Set down exactly the first line of the entries and every line after it, through the line with "# Target: number 13 on jersey".

[Stored data]

---------------

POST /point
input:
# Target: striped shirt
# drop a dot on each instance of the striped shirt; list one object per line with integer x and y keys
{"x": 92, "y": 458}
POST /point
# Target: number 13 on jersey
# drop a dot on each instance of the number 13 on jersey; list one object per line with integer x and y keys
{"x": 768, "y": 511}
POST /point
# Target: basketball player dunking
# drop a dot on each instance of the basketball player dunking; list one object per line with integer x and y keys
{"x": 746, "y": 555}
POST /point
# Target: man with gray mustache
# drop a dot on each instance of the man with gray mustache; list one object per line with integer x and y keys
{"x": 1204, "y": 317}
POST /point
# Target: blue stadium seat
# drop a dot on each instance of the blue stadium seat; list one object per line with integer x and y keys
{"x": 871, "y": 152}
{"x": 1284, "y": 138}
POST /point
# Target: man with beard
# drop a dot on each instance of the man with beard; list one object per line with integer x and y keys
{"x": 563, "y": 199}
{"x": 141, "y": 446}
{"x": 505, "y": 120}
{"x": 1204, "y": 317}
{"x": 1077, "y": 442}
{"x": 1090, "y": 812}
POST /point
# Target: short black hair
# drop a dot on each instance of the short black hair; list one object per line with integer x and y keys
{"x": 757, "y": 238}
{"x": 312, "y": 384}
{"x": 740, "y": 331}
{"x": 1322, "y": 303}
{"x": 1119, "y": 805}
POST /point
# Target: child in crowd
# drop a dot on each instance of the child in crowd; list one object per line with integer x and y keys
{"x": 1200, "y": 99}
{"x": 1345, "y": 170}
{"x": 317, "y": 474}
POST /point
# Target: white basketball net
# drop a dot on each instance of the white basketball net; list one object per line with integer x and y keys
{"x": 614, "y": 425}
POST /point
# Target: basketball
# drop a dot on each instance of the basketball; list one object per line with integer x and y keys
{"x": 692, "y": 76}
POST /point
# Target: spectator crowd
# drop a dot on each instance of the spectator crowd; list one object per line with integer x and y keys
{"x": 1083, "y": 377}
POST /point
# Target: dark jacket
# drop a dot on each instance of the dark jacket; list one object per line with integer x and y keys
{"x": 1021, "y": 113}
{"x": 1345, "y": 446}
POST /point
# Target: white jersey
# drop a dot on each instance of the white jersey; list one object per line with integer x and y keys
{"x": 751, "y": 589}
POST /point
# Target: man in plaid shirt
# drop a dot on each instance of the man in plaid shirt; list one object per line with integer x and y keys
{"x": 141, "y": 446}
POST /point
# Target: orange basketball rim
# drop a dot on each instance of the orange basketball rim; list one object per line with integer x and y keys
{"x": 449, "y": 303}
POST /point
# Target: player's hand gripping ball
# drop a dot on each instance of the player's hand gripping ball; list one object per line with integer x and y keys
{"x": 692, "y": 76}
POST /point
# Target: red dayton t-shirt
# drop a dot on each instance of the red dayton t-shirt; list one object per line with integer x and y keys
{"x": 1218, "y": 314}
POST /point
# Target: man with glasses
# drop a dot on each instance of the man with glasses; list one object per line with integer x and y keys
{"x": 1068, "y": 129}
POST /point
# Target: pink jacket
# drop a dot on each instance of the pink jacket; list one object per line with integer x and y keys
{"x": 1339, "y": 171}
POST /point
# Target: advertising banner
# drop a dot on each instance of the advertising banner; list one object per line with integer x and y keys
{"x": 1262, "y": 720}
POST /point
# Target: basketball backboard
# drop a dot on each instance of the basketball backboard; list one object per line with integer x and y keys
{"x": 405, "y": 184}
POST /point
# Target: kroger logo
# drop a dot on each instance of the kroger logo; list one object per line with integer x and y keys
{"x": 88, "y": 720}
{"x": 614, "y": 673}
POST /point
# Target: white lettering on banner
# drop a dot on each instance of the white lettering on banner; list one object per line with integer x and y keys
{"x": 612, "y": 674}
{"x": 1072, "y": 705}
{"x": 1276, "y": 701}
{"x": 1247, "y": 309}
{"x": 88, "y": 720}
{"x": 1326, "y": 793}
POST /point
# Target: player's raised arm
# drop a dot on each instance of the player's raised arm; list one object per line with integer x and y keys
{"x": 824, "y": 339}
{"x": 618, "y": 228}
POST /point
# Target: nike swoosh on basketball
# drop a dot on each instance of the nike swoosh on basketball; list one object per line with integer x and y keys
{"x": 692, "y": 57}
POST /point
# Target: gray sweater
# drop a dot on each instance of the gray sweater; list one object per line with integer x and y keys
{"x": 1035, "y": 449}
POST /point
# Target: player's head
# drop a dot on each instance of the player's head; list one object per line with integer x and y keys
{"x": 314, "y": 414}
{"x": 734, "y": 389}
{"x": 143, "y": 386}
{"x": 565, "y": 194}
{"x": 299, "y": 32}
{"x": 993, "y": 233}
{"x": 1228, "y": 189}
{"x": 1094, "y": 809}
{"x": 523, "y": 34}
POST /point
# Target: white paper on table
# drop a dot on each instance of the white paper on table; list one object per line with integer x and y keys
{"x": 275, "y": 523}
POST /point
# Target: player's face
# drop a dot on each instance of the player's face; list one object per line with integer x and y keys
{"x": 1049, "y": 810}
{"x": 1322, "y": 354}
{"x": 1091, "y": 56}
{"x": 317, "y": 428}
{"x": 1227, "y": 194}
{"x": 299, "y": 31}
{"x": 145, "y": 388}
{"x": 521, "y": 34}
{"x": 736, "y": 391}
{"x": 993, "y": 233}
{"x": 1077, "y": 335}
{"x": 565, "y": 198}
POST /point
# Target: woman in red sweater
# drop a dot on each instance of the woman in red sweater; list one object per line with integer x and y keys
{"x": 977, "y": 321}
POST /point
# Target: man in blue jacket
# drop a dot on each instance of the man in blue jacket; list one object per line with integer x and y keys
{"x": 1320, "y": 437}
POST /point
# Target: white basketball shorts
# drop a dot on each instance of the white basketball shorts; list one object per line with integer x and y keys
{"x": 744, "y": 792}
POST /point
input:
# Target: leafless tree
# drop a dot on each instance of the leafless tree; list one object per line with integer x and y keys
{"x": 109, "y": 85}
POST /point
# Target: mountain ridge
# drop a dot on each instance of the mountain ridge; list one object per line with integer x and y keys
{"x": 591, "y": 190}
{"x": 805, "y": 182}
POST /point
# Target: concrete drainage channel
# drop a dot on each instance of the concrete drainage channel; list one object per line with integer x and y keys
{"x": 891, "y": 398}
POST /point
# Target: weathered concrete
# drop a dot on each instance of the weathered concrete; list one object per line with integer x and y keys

---------------

§ Finished exercise:
POST /point
input:
# Target: striped shirt
# drop a dot on each instance of the striped shirt; list one object per line with integer x and y keys
{"x": 92, "y": 458}
POST /point
# Target: number 13 on jersey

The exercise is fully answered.